**Instructions for the task**
Tally the lines in the entries below that contain the string "interior", treating uppercase and lowercase as distinct, and give only that number.

**Task inputs**
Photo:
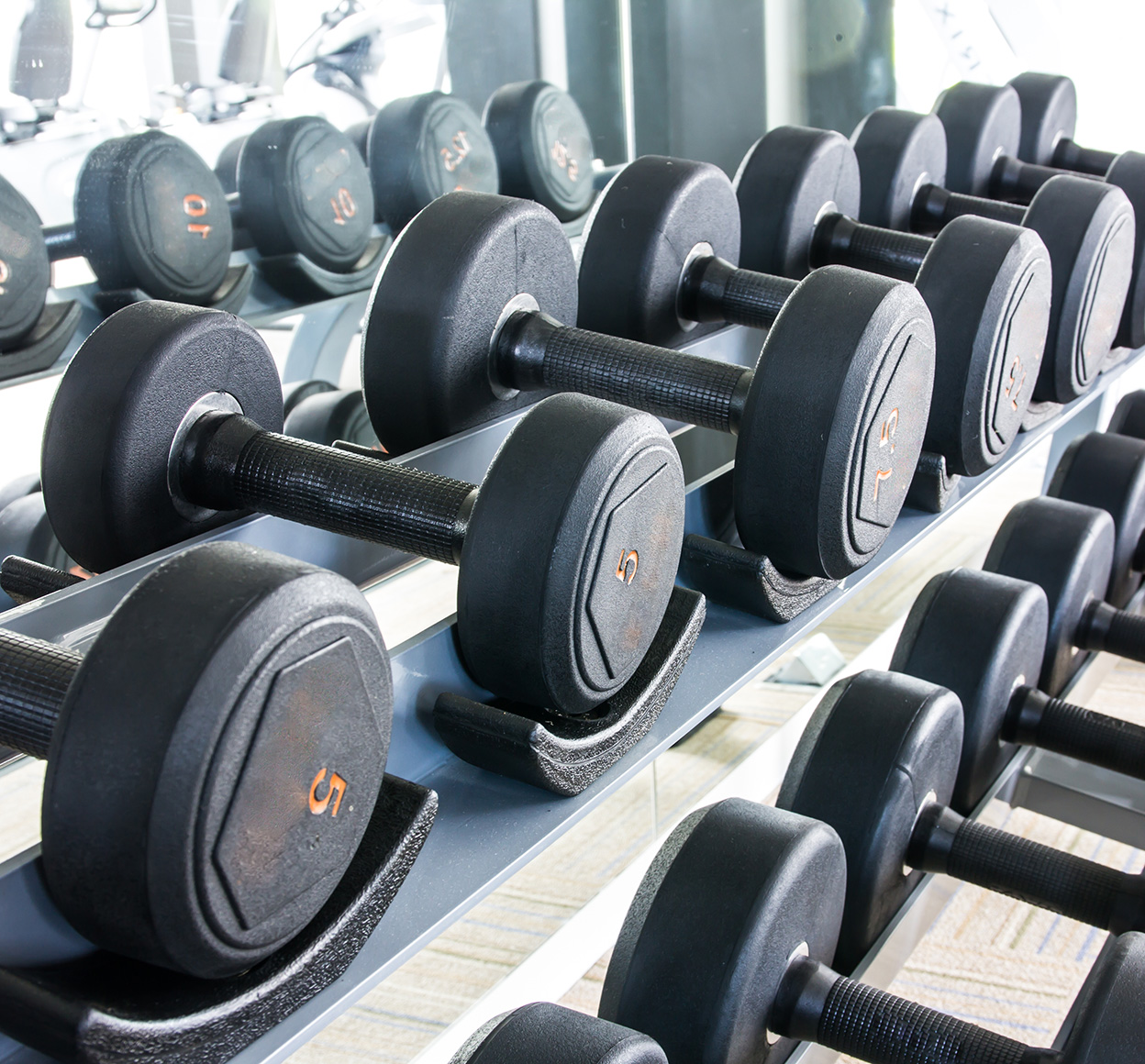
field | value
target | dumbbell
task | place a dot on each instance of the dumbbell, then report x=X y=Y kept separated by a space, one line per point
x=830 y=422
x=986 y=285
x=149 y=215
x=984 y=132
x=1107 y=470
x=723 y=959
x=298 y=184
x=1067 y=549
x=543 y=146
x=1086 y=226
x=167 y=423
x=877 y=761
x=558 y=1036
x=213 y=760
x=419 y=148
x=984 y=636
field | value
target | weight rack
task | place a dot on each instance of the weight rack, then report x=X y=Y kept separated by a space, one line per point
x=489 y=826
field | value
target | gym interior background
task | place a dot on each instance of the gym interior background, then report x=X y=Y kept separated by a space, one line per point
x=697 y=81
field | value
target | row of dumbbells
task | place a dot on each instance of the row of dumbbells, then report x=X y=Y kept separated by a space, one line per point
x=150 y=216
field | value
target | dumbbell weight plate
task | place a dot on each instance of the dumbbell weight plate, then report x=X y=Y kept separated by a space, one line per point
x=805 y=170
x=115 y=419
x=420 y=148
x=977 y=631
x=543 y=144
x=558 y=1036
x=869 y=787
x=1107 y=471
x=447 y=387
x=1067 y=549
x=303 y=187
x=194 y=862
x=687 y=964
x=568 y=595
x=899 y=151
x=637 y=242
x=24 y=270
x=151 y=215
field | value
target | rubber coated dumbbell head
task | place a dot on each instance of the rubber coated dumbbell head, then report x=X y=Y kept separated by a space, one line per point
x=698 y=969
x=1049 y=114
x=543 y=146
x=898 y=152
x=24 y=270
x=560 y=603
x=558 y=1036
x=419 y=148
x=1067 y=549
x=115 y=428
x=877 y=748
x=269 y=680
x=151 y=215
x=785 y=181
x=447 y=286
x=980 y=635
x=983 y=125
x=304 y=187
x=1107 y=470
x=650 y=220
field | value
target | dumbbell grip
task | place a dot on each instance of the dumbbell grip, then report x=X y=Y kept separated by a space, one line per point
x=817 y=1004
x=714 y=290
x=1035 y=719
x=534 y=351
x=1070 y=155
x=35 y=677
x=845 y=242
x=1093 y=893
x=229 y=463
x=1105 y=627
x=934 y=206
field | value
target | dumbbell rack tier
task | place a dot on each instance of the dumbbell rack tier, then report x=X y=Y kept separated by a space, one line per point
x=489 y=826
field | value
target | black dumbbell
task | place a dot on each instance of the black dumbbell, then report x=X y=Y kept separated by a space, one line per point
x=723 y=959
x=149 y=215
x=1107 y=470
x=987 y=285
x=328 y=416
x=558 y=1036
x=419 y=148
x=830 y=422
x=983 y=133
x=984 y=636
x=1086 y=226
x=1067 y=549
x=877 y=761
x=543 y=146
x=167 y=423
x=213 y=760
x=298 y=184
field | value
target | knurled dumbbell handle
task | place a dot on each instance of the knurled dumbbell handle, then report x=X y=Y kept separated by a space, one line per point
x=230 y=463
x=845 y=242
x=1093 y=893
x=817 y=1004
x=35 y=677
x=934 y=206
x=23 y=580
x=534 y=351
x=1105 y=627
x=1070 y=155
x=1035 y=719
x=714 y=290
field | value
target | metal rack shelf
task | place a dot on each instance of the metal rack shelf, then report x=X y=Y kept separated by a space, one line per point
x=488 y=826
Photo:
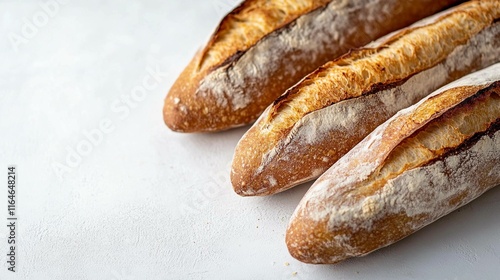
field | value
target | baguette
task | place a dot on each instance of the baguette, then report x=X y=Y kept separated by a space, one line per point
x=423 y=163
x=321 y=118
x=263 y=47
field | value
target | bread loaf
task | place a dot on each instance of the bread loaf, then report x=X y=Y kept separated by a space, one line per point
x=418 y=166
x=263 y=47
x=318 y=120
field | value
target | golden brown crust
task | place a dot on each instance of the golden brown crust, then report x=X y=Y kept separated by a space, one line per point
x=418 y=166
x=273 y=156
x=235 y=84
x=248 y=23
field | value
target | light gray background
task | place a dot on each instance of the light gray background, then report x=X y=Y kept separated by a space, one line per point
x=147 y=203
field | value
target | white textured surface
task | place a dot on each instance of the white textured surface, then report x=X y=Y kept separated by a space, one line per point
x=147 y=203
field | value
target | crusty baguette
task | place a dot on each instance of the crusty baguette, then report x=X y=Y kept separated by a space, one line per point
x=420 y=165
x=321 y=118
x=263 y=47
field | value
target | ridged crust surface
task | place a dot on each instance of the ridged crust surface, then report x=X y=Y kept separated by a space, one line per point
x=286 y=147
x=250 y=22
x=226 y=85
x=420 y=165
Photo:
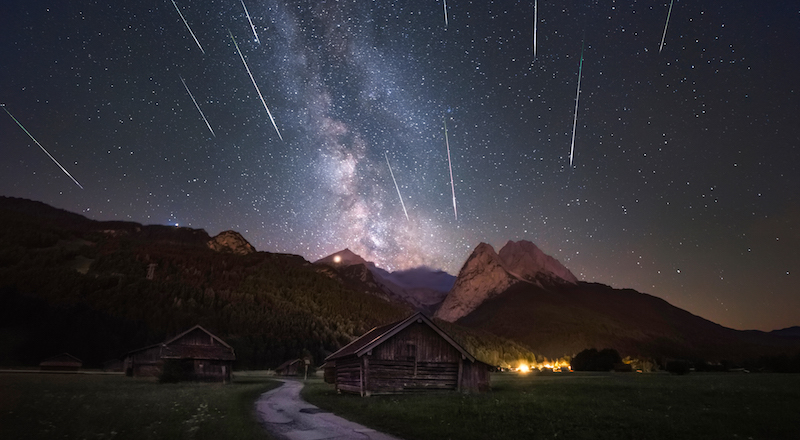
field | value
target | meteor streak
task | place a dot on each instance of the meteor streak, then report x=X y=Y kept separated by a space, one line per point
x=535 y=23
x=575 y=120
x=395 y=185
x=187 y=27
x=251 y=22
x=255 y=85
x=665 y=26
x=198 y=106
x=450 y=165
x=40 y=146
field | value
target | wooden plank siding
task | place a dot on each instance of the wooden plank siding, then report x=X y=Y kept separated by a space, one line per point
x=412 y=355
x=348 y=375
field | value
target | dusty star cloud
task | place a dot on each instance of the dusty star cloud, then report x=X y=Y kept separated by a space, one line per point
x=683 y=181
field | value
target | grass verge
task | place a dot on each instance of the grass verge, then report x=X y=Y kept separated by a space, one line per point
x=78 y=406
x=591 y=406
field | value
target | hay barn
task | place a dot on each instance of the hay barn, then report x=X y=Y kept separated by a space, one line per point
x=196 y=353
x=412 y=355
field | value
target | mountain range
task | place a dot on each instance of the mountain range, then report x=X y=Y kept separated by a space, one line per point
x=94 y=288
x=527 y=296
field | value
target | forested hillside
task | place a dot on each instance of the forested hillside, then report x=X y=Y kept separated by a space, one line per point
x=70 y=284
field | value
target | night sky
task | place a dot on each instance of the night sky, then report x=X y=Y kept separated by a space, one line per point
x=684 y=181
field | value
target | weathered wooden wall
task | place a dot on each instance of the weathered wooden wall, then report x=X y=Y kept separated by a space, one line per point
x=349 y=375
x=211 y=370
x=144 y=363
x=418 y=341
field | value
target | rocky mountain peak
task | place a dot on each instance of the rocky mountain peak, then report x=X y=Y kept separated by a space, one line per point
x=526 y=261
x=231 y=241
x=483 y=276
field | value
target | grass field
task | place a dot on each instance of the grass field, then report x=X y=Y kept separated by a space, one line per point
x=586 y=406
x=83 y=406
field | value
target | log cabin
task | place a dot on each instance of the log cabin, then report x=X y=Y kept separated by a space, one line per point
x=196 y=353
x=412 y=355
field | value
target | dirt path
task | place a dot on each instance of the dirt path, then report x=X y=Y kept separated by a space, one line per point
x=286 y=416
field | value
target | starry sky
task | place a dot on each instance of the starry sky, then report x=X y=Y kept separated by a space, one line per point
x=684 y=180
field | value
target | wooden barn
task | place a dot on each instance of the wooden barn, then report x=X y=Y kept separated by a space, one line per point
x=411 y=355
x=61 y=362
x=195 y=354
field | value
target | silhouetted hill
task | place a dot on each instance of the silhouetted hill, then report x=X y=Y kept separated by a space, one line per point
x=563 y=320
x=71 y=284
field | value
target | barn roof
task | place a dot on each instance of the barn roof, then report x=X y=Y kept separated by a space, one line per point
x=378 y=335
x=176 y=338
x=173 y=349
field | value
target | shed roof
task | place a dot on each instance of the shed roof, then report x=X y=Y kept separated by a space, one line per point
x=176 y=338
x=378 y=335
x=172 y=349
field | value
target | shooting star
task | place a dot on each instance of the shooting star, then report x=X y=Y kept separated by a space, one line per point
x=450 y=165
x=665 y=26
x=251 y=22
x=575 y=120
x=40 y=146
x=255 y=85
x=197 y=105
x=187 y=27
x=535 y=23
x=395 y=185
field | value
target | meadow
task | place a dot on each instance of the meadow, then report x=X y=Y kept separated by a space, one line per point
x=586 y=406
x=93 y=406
==
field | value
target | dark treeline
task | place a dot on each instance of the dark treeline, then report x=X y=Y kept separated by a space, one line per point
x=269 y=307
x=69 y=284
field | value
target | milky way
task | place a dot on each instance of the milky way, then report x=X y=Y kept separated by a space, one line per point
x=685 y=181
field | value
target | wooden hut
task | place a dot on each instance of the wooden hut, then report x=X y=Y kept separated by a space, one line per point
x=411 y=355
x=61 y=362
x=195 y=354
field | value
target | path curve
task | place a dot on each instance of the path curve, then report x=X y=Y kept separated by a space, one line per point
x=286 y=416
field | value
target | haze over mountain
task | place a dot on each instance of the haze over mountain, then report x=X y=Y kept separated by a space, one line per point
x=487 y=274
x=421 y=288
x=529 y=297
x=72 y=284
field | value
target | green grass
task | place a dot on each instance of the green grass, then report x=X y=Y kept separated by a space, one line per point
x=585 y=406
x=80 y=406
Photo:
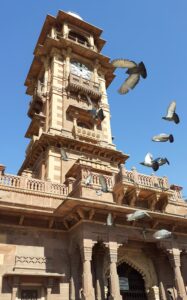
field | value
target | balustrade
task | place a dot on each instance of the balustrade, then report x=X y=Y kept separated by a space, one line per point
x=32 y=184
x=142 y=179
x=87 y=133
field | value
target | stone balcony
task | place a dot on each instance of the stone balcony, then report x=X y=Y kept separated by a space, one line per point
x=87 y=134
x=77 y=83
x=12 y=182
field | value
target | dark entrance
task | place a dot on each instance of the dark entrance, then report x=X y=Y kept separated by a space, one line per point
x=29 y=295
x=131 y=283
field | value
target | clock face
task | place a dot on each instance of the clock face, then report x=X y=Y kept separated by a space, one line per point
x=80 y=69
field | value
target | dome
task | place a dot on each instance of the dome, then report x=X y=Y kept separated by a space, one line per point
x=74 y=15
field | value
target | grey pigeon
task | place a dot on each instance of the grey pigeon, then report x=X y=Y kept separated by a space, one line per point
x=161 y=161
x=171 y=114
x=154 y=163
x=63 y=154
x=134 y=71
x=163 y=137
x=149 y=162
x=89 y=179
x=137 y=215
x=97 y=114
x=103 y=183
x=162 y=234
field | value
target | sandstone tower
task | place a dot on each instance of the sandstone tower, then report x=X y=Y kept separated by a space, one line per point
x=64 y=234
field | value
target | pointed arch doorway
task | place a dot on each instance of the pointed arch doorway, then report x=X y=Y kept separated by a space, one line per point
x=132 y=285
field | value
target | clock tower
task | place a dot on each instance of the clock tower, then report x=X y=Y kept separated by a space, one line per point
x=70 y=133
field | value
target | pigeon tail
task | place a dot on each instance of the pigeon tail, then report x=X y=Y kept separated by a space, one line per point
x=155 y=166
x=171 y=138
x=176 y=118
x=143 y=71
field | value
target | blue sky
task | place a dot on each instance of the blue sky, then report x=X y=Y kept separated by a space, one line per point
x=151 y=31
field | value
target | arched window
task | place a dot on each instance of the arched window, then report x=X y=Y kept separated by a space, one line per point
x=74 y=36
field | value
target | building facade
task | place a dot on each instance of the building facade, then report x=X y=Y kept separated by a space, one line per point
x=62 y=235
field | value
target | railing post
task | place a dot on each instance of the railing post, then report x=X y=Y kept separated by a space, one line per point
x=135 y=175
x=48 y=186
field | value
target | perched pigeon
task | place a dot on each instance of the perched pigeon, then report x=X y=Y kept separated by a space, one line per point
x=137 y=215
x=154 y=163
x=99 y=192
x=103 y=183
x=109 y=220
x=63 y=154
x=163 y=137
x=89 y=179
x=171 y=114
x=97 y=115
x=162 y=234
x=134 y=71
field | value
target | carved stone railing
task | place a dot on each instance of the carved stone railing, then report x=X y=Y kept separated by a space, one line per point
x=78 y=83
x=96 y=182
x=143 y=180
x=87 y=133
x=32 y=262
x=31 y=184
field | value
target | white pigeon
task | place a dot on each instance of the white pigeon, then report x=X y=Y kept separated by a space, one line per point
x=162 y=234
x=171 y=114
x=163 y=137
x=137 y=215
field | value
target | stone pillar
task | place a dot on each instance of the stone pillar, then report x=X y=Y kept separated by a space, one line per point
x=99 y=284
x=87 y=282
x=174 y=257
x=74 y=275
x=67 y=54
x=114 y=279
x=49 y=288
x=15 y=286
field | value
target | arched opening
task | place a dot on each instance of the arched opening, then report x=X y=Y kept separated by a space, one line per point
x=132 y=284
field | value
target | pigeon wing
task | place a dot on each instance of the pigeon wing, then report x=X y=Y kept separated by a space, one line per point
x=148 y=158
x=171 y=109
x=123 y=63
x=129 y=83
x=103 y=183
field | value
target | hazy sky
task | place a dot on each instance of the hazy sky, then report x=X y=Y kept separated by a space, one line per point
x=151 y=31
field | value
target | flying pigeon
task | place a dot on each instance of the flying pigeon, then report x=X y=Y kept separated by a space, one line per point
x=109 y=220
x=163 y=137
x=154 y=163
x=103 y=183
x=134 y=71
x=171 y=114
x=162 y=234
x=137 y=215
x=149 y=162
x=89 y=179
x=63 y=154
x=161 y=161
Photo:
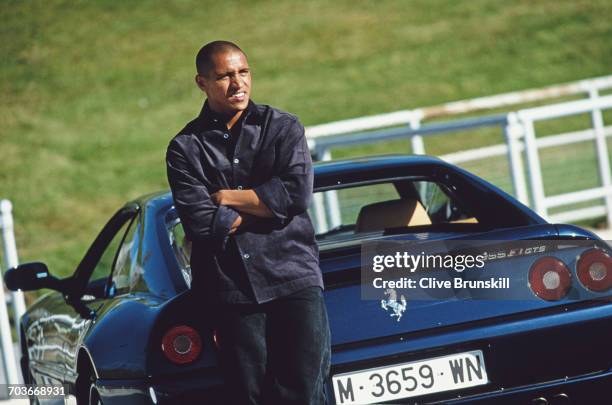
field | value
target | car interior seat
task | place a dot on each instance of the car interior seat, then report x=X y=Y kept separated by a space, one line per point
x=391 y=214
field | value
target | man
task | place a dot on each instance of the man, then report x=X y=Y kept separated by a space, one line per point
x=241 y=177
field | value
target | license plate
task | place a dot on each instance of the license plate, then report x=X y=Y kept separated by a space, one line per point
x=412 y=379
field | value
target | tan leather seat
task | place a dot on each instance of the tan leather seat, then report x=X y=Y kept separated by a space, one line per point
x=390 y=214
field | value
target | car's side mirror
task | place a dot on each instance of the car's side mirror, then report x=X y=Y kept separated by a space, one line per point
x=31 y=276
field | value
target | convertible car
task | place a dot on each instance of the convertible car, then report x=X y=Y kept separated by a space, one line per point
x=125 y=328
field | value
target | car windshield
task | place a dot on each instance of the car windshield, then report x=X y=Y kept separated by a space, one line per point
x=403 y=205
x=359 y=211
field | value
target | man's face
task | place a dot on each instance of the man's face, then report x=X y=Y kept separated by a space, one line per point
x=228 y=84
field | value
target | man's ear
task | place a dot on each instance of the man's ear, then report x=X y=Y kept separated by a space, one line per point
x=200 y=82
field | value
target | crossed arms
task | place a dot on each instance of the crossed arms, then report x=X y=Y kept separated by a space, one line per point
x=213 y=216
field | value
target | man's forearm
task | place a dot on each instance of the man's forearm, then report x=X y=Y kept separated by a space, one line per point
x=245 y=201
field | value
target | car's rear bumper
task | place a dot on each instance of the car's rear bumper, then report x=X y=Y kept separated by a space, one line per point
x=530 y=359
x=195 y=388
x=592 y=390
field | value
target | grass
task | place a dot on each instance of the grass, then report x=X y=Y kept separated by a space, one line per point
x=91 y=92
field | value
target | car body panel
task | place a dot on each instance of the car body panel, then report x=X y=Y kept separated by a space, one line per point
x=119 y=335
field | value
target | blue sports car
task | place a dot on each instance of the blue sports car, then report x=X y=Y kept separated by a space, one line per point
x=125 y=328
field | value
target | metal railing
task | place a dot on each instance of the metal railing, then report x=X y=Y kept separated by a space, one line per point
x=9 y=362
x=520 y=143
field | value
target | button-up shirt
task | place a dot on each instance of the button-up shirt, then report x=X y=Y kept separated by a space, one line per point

**Response**
4